### PROBLEM DESCRIPTION
The listing below contains a span that opens with the line containing "Query: black cap" and closes with the line containing "Indicate the floral". Return that span exactly.
***** EXTRACTED ENTRIES *****
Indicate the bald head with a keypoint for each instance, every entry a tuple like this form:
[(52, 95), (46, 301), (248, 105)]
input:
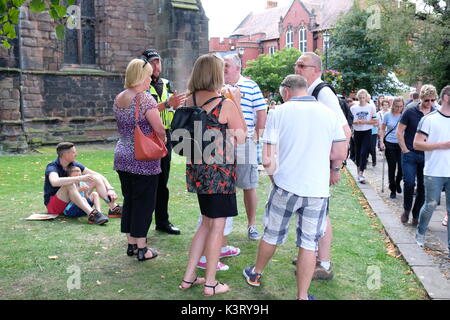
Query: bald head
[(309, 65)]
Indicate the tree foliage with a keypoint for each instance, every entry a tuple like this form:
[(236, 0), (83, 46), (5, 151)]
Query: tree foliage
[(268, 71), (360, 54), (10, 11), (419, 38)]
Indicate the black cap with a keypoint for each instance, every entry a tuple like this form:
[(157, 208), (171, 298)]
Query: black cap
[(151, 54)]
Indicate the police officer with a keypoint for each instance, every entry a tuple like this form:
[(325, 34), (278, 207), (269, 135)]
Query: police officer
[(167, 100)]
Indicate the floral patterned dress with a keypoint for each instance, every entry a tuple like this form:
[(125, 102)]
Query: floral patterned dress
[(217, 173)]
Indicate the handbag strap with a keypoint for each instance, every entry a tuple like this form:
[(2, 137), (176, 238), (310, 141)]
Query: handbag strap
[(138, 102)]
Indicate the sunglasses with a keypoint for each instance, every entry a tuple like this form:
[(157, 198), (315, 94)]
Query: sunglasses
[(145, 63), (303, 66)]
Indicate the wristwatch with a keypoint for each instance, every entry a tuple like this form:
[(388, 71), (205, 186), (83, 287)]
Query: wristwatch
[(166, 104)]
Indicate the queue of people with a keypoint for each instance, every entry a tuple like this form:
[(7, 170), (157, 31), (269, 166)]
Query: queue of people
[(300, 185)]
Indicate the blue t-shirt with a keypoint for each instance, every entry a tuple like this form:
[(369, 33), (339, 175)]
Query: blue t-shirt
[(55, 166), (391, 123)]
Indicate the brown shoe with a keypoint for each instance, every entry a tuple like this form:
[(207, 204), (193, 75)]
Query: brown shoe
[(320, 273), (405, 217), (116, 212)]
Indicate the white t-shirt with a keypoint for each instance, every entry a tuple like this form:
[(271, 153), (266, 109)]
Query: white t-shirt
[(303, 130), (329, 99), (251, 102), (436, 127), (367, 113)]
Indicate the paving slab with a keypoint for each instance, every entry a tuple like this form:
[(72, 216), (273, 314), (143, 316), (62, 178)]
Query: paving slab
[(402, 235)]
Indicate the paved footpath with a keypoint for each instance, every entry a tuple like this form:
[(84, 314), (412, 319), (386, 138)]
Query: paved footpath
*****
### OUTPUT BELOW
Query: black cap
[(151, 54)]
Indicate the police officer with a keypoint for each instance, every entry a tuple like this form:
[(325, 34), (278, 207), (269, 135)]
Query: police officer
[(167, 100)]
Indicate the floral patterned dress with a keypoint for each instance, every entry a tuple like this form:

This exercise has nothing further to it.